EXTRACTED TEXT.
□ □ □ □ □
# Had to share a Happy customer from Italy.



## Frighteners Entertainment (Jan 24, 2006)

This poor gal bought a Dobson form another website here in the US.
It had shown up broken, from the waist down.
It was going to be a 2 day wait for a response from the vendor as to what they were going to do.
She wanted to buy another one, from me, since she has a party coming up very soon.
I got a hold of the manufacture (personal friend) wanted to see if he could make a pair of legs for me ASAP...I'll be picking them up tomorrow.
So, instead of purchasing another Dobson, she's taking a Sadie the Maid to pair up with her Dobson.
Here is the picture she just sent me, blowing me a kiss.


----------



## NickG (Sep 12, 2006)

looks like you've got a fan.	:kisseton:


----------



## Frighteners Entertainment (Jan 24, 2006)

It sure makes it more fun when you do get some feed back, with pictures.


----------



## DarkShadows (Feb 6, 2006)

nice!!!!


----------



## Koumajutsu (Aug 9, 2006)

No boa? She must not know you very well


----------



## Bloodhound (Oct 16, 2007)

Job well done!!! Sealed with a kiss. Jeff you lucky dog!


----------



## Frighteners Entertainment (Jan 24, 2006)

I agree, lucky!


----------



## turtle2778 (Jul 9, 2006)

Good for you Jeff!!


----------



## Frighteners Entertainment (Jan 24, 2006)

turtle2778 said:


> Good for you Jeff!!


You think????
□ □ □ □ □
INFORMATION PROVIDED.
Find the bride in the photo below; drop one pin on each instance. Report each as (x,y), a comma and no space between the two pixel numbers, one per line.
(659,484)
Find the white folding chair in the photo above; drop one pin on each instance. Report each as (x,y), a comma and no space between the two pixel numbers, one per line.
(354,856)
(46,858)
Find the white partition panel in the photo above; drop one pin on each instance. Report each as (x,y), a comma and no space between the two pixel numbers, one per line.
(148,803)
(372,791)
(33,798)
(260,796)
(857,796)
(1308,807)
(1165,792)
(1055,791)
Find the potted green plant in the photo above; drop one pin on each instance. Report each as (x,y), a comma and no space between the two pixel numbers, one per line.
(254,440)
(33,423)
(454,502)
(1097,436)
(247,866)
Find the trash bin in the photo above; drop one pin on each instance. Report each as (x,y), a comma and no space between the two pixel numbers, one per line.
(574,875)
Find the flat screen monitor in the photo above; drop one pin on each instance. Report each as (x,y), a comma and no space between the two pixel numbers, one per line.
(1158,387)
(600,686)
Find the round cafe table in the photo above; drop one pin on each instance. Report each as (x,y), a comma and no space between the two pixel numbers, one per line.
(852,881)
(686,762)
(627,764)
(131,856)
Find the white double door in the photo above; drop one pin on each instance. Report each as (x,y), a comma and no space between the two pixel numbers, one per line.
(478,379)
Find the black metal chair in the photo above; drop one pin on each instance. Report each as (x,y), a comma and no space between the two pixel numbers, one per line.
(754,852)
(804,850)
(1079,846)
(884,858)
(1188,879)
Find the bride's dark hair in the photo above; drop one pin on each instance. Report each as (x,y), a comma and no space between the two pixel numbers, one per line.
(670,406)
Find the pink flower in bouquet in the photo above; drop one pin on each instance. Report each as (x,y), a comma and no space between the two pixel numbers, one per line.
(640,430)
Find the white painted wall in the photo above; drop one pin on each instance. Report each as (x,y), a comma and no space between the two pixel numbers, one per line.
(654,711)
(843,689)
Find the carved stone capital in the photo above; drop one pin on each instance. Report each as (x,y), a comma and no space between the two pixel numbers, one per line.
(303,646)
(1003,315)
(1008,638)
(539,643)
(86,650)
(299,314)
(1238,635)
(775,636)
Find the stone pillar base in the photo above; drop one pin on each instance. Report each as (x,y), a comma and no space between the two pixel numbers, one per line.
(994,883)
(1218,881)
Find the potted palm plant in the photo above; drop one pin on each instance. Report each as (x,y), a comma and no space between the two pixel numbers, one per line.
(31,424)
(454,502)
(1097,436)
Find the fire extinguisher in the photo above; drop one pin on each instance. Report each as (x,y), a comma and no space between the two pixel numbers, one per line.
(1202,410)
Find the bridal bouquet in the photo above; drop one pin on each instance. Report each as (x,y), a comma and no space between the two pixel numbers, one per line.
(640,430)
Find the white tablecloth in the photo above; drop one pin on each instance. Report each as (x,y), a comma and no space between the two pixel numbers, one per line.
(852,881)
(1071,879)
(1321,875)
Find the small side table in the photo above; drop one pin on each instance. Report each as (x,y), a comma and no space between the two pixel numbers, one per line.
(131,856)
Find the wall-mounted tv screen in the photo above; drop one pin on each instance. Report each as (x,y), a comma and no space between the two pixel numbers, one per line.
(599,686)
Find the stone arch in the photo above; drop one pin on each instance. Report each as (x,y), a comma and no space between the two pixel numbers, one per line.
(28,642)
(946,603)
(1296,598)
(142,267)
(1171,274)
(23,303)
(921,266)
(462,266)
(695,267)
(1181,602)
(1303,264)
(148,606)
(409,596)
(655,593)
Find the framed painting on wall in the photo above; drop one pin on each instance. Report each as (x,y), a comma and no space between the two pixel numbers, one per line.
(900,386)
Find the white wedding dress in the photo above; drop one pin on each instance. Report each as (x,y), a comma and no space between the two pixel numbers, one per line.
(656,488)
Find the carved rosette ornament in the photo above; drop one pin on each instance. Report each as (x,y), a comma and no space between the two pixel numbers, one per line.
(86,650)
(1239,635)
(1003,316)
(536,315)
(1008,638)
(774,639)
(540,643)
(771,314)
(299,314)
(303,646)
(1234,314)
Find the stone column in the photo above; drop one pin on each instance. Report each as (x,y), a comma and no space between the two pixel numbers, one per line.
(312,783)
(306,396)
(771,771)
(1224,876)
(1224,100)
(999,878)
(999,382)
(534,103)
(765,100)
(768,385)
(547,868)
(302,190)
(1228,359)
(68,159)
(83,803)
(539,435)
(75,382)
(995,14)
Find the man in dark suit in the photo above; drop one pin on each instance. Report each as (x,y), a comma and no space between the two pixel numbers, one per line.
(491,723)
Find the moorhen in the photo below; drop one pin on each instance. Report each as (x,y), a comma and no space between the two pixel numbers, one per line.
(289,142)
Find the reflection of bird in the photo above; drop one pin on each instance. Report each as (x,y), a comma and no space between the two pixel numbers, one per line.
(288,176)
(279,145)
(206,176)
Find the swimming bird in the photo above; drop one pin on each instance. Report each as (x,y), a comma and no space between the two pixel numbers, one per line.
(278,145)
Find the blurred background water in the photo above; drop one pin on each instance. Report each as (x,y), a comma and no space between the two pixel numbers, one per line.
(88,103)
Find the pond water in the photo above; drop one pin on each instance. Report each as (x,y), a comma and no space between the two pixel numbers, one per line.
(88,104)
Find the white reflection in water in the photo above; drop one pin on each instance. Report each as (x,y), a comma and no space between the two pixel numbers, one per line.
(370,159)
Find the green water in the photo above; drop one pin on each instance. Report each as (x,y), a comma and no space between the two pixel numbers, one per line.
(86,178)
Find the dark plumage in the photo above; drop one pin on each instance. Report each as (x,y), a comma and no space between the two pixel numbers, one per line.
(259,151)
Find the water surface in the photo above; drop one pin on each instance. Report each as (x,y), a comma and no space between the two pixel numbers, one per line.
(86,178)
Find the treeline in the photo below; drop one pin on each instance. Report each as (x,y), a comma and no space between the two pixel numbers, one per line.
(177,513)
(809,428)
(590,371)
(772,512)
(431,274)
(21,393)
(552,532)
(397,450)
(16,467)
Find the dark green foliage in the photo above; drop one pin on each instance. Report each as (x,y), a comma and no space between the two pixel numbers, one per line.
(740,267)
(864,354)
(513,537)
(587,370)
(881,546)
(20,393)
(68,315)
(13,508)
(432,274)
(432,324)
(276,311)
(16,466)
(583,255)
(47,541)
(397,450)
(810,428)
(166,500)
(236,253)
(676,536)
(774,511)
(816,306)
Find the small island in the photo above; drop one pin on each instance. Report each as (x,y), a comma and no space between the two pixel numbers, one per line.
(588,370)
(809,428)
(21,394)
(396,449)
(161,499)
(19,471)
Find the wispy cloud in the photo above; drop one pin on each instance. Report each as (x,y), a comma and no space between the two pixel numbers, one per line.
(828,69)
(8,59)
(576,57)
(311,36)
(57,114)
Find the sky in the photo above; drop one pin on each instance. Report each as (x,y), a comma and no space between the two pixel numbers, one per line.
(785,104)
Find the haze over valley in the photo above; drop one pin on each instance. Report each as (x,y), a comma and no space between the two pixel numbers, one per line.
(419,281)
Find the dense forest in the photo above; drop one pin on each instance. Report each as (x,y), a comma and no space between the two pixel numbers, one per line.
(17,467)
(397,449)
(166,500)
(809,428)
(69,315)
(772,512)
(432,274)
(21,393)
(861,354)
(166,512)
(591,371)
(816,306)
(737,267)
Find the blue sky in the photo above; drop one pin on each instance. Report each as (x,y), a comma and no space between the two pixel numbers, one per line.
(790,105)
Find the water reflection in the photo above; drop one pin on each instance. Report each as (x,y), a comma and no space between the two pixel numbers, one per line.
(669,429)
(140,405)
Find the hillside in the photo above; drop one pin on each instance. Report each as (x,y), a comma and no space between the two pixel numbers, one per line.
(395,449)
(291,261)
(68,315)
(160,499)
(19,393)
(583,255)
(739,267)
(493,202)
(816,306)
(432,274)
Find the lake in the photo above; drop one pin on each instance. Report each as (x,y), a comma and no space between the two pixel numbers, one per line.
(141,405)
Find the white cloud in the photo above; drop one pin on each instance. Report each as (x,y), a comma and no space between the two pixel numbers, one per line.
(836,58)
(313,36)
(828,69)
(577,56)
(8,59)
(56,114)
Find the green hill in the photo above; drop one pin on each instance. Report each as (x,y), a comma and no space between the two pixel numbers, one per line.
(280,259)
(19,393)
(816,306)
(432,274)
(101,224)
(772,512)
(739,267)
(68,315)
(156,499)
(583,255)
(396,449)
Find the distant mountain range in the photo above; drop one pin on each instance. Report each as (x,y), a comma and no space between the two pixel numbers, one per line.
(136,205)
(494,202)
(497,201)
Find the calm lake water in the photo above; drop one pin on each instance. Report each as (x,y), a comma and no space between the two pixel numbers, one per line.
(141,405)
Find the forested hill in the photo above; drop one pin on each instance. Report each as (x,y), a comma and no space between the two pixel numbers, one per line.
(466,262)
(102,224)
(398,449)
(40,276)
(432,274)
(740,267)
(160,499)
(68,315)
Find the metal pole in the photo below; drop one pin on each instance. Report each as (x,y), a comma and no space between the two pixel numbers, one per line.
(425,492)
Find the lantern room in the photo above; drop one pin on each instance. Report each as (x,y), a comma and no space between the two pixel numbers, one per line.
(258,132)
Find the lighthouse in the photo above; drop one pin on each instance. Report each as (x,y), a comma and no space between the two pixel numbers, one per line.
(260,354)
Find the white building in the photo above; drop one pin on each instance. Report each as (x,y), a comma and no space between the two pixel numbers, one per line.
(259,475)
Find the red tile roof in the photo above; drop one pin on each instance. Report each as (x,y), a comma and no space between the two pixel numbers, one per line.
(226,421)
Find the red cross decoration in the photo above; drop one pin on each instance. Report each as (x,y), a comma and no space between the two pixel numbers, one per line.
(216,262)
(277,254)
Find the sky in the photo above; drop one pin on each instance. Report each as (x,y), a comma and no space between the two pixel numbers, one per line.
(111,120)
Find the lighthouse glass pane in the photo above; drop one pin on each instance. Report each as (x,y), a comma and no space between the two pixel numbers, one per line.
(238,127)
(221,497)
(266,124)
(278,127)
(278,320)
□ □ □ □ □
TASK SET.
- A) In the happy-customer forum thread, why did the buyer want to get another Dobson from Frighteners Entertainment? Answer in one to three sentences.
- B) Write the next post in the happy-customer forum thread, following on from the last reply.
The listing has nothing to do with this work.

ANSWERS FOR THIS EXERCISE.
- A) The Dobson she had bought from another US website arrived broken from the waist down, and the vendor needed two days to say what they would do about it. She couldn't wait because she has a party coming up very soon.

- B)
My wife hasn't seen the picture or email yet...!


----------



## Sickie Ickie (Jun 20, 2006)

Just say you received a nice letter thanking you.


----------



## beelce (Jul 21, 2007)

that's my kind of customer!


----------



## Turbophanx (Jun 30, 2008)

you should have delivered it to her.

Fail.


----------



## Frighteners Entertainment (Jan 24, 2006)

Turbophanx said:


> you should have delivered it to her.
> 
> Fail.


LOL, I agree.


----------



## Frighteners Entertainment (Jan 24, 2006)

I'll post the happy reply tomorrow.
Everything arrived in perfect condition.


I will include a picture...yes she is cute!


----------



## MotelSixx (Sep 27, 2008)

I'm responding to the 'Help Wanted' ad you placed for delivery driver.


----------



## Frighteners Entertainment (Jan 24, 2006)

I should post the email too


----------



## Sickie Ickie (Jun 20, 2006)

hubba hubba! I assume DT already is on his way over as delivery driver?


----------



## pyro (Oct 7, 2006)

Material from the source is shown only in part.